EXERCISE DETAILS: The line holding "Confirm that each instance of the dark" and all lines that follow it to the end of the data: return these exactly, and nothing more.

[[ RECORDS PROVIDED open ]]

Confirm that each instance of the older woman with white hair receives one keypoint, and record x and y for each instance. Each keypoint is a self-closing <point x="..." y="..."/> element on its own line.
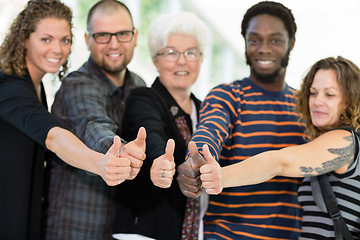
<point x="167" y="110"/>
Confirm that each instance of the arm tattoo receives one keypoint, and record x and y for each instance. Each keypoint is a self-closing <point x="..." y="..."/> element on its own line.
<point x="344" y="156"/>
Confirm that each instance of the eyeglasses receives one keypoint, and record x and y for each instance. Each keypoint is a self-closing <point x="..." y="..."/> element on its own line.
<point x="105" y="37"/>
<point x="173" y="55"/>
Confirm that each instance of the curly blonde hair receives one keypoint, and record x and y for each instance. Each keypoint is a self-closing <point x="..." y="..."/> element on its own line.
<point x="13" y="51"/>
<point x="348" y="78"/>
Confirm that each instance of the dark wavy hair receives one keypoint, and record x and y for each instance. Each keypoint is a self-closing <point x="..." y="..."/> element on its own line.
<point x="274" y="9"/>
<point x="13" y="51"/>
<point x="348" y="78"/>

[[ RECORDS PROVIDED closed ]]

OUTPUT:
Confirm that each instance of the dark wavy hair receives one keypoint, and record x and y for each instance. Each keypoint is a self-closing <point x="..." y="..."/> element on its own line.
<point x="274" y="9"/>
<point x="13" y="51"/>
<point x="348" y="78"/>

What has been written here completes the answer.